> _WORK INSTRUCTION_: In the records that come next, find every line with "below". Return those lines.

[DATA SECTION Boundary: Start]

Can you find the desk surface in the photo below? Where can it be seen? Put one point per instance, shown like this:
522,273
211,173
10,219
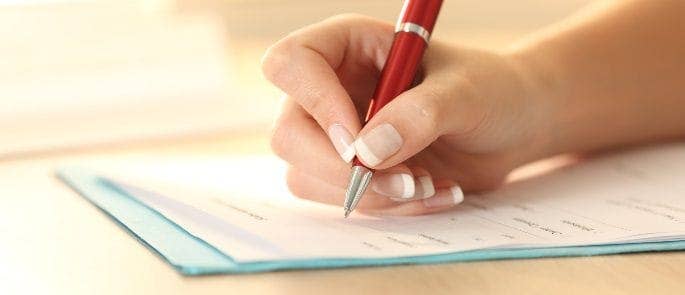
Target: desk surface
54,241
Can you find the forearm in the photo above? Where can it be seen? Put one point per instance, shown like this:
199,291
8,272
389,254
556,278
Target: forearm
615,75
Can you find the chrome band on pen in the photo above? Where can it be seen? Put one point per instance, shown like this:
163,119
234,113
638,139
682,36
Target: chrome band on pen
413,28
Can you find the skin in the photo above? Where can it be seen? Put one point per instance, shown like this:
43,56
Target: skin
610,76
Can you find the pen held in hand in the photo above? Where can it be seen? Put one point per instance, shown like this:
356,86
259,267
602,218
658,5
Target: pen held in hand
412,33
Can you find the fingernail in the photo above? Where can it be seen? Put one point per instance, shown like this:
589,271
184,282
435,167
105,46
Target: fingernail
445,198
427,187
342,141
379,144
394,185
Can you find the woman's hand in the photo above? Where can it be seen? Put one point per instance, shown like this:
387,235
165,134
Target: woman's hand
473,118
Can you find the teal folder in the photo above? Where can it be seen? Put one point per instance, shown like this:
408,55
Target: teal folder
191,255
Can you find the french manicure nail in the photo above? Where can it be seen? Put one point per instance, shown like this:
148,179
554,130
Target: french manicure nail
427,187
445,198
379,144
399,186
342,141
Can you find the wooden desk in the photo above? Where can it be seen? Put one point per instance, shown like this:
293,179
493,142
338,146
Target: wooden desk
53,241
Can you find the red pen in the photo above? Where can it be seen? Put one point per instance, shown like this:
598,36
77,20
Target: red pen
412,32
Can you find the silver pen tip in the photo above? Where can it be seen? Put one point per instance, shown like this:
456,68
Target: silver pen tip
359,180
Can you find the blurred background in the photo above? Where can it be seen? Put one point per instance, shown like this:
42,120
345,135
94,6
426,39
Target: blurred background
83,74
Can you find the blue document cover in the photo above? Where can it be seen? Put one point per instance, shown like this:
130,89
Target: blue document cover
191,255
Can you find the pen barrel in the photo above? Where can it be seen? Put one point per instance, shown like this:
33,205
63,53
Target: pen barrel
399,71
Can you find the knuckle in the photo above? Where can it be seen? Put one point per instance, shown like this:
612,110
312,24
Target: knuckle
275,60
348,17
294,182
281,139
432,109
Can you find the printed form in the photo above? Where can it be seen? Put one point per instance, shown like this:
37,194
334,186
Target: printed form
242,208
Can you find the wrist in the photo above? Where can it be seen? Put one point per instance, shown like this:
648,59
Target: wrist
543,103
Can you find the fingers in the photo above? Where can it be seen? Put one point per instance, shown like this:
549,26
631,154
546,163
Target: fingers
444,199
300,141
414,120
304,66
308,187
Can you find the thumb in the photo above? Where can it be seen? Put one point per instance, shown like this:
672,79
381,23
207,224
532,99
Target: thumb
412,121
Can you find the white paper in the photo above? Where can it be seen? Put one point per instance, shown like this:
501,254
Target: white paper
241,206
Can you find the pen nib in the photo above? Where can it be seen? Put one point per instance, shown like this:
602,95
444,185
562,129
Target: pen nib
359,180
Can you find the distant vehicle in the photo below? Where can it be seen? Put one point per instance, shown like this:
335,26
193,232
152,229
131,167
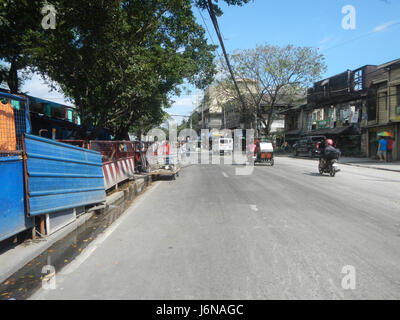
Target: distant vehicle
223,146
308,145
264,153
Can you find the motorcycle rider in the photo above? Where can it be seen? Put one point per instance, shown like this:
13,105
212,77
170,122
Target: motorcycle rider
328,152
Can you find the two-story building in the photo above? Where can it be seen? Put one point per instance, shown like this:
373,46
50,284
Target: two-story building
339,108
384,109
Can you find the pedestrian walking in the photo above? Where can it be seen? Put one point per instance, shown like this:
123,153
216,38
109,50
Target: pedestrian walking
389,150
382,149
166,150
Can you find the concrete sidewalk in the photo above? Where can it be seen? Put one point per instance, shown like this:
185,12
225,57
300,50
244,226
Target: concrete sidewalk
17,257
371,163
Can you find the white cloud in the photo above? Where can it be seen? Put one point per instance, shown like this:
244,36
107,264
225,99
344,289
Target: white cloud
384,26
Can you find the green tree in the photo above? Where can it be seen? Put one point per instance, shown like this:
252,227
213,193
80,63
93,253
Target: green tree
270,75
17,20
121,60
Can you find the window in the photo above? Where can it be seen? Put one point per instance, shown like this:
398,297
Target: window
358,80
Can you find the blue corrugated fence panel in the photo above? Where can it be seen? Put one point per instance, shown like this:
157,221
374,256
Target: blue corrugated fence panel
61,176
12,207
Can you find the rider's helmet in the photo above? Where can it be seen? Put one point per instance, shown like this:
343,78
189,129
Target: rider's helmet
329,142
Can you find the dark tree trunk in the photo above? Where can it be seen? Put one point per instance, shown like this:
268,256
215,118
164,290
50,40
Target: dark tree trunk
12,79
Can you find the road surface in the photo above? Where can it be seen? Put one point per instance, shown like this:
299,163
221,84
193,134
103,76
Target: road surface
283,232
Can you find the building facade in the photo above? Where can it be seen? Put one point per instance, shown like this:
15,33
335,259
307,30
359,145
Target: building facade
351,108
384,112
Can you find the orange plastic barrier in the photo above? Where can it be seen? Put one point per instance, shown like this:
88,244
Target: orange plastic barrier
8,140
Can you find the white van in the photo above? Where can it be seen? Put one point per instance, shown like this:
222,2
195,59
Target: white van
223,146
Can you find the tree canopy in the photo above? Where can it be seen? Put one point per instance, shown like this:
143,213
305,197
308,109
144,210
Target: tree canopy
269,76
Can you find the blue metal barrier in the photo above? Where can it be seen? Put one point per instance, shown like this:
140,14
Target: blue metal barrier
61,176
12,206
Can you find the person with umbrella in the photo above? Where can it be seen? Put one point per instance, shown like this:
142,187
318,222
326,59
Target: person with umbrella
383,145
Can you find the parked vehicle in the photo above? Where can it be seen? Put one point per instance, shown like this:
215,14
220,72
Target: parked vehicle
223,146
308,145
264,153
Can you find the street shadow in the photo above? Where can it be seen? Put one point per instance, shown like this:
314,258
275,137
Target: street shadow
316,174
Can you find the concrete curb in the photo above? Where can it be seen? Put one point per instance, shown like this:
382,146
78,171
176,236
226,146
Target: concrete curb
14,259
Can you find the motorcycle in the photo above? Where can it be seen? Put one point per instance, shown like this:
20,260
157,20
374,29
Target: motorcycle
328,166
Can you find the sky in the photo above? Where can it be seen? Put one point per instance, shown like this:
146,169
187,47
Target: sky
315,23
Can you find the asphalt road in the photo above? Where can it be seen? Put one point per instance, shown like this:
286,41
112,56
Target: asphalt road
283,232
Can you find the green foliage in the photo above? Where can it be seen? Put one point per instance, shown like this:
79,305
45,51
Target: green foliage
17,19
119,61
271,75
203,4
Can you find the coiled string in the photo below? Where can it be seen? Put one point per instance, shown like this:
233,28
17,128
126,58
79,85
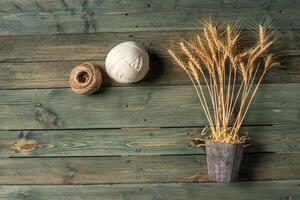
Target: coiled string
85,79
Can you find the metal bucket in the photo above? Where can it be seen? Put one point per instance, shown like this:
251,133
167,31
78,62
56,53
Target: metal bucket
223,160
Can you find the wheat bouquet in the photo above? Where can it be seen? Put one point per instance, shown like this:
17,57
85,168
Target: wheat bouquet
219,57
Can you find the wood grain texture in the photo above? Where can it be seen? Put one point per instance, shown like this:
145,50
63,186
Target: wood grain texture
140,169
72,16
119,107
162,73
74,47
169,141
272,190
45,61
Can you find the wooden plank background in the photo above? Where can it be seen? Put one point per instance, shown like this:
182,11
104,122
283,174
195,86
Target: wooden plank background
134,141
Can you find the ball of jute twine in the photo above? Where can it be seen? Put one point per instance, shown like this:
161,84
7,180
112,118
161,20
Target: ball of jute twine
85,79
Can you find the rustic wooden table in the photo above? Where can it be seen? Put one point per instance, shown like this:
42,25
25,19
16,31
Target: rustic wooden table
132,142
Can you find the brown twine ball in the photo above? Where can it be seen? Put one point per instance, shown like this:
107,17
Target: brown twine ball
85,79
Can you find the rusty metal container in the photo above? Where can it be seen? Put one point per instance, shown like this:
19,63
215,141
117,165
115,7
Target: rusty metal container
223,160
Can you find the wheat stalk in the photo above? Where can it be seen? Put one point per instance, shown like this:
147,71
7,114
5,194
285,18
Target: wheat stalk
214,56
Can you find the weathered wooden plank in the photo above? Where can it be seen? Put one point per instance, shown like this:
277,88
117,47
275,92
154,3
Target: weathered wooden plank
68,47
105,142
139,169
50,58
71,16
272,190
118,107
162,73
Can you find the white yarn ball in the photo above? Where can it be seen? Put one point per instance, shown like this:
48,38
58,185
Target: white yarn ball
127,62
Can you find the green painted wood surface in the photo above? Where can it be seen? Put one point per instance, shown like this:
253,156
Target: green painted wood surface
267,190
162,73
50,135
72,16
119,107
168,141
74,47
140,169
41,58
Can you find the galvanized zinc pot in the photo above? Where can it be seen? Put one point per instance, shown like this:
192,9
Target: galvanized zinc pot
223,160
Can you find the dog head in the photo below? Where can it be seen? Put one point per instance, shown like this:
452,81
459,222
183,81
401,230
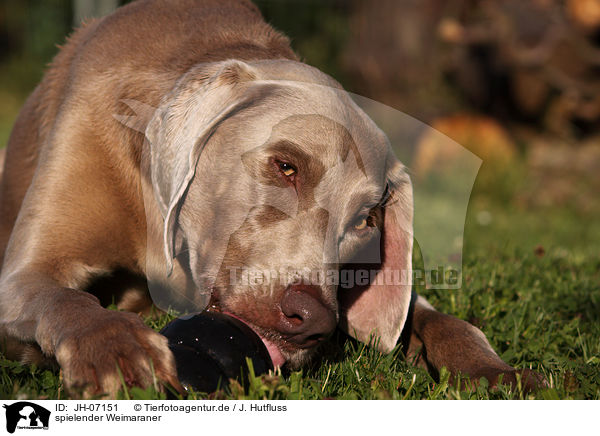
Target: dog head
291,209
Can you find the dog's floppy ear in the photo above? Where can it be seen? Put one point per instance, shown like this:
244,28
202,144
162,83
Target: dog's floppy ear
182,126
377,312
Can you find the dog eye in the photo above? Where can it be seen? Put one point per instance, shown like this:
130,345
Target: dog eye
363,222
287,169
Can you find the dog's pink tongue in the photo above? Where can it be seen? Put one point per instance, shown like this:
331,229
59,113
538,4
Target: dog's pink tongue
276,356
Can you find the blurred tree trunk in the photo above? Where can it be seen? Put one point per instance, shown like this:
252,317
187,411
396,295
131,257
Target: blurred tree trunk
84,9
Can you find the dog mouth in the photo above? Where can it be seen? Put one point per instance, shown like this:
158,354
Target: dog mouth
277,357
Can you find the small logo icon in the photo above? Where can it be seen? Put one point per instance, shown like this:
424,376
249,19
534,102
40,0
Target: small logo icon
26,415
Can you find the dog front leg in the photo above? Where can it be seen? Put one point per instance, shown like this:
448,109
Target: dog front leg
438,340
91,344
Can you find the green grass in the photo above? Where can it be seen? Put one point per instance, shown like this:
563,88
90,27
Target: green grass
539,310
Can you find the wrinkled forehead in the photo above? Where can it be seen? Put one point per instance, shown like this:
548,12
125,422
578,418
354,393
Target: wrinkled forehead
325,125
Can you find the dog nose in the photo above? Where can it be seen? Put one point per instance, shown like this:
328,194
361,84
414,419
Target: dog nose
306,321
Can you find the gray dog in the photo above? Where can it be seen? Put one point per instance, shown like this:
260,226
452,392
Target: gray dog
253,160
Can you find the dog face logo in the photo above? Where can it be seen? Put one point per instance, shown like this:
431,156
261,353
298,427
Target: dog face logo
26,415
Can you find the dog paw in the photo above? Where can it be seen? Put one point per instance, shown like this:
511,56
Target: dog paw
530,380
112,349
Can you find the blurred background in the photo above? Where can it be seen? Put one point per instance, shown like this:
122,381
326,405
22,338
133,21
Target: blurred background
517,82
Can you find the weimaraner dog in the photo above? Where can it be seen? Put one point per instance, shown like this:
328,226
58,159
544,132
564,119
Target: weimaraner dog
251,160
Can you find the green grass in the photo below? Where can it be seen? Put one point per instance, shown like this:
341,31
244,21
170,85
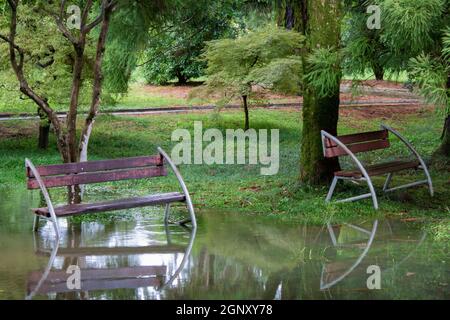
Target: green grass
241,187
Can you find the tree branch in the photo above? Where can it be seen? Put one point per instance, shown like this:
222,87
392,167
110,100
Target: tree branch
24,86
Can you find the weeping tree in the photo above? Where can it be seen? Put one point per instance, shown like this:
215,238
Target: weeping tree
266,58
173,51
364,48
319,22
418,32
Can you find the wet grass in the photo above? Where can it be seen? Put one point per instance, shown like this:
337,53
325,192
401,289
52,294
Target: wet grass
241,187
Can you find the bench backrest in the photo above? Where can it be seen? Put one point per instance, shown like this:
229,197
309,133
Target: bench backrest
70,174
358,142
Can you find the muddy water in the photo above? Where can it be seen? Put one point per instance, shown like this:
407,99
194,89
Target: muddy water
229,256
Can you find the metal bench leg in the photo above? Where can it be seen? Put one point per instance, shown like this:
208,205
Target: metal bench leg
166,213
189,205
29,164
36,223
372,191
388,181
331,191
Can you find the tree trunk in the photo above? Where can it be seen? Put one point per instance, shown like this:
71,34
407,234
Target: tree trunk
245,105
378,71
44,130
320,22
182,79
444,149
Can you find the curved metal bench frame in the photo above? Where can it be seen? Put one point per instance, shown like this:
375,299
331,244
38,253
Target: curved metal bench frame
372,233
54,253
365,175
53,217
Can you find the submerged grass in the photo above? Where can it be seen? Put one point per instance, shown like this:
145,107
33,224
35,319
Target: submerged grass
241,187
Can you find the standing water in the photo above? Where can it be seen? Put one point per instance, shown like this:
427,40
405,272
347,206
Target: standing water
229,256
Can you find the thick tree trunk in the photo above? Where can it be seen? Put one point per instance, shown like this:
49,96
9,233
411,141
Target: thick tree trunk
318,114
444,149
245,105
378,71
44,130
321,24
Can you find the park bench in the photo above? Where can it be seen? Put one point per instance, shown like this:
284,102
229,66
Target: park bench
126,275
349,145
71,174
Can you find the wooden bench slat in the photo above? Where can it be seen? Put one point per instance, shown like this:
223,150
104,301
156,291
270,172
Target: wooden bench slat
355,148
101,165
97,177
90,273
102,284
359,137
121,204
114,251
380,169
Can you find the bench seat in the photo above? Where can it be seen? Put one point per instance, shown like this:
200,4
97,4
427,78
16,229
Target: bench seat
74,209
379,169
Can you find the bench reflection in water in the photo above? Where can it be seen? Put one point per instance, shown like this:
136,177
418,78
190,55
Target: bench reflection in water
53,279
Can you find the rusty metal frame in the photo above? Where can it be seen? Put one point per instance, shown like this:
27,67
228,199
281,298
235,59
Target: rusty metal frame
189,205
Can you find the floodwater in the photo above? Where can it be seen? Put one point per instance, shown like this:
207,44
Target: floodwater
229,256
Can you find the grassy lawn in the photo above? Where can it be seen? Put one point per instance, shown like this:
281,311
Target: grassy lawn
241,187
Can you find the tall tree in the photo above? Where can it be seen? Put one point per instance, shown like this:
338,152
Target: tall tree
418,32
70,150
365,50
320,22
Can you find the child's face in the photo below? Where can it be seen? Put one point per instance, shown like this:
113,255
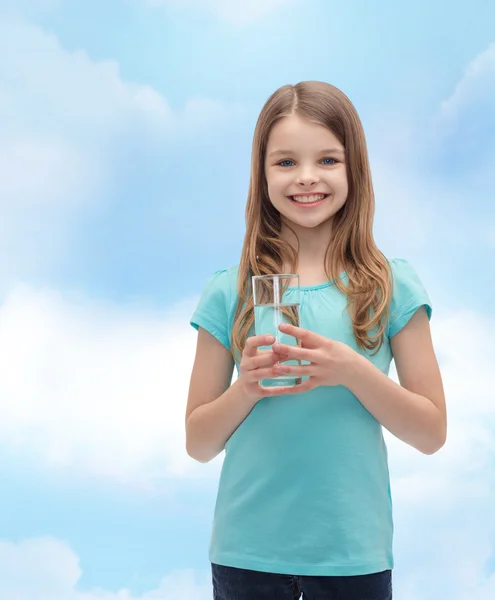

[DATA SECTION Boundary: End]

> _EXERCISE SOLUTION_:
Can you find the desk surface in the photo below? Where can it be seen? Put one point per instance, shown like this:
Can you find the distant vehicle in the photo below? Where can it be seen? Put one point per instance, shown like this:
Can you find the coiled string in the photo below? Where can it be seen? Put one point per instance, shown like this:
Can you find the dog head in the photo below? Where can it be seen? Put one point per instance, shown like this:
Can you find the green grass in the photo below? Where can it be seen? Put one point per instance, shown like this:
Can you find the child's face in the photo below? Where can it be seen? Put one point per instance, shown like this:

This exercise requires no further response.